(Labeled-object pointing entries)
= = = = = = =

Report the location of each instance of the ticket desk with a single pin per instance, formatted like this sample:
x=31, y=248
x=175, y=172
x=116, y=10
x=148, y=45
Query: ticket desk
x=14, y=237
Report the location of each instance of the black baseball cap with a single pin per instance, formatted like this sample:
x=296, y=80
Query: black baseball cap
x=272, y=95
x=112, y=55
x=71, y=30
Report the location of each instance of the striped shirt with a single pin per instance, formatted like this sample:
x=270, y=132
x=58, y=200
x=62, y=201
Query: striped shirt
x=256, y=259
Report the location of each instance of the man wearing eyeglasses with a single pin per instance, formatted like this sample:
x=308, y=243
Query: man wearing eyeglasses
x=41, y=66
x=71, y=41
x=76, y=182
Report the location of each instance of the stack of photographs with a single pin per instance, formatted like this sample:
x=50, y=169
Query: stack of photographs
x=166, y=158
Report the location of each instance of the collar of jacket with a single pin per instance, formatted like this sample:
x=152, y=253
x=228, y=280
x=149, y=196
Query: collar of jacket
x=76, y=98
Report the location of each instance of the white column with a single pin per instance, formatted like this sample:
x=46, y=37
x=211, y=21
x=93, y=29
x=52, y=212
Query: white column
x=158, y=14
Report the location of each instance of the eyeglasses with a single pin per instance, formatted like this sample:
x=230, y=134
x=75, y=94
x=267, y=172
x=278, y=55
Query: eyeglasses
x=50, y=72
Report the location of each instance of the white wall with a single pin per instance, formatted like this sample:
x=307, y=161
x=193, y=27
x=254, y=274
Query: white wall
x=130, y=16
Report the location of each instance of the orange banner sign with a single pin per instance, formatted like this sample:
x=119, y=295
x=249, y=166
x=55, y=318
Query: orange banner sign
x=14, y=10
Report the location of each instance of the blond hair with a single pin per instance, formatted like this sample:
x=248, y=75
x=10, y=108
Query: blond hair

= = = = = = =

* _GIVEN PROBLEM_: Print every line of the listing from its first line through the line containing "x=256, y=259", both ends included, copying each line without change.

* _RESPONSE_:
Report the location of each instance of the ticket desk with a single pin per instance, formatted like this sample:
x=31, y=248
x=175, y=172
x=116, y=10
x=148, y=45
Query: ticket desk
x=14, y=237
Report the location of each instance of the black baseball cap with a single pin per instance, formatted like this sample:
x=296, y=80
Query: black baseball cap
x=272, y=95
x=112, y=55
x=71, y=30
Report the location of each instance of the striped shirt with a single pin per instance, formatted like this sample:
x=270, y=132
x=58, y=200
x=62, y=201
Query: striped shirt
x=256, y=259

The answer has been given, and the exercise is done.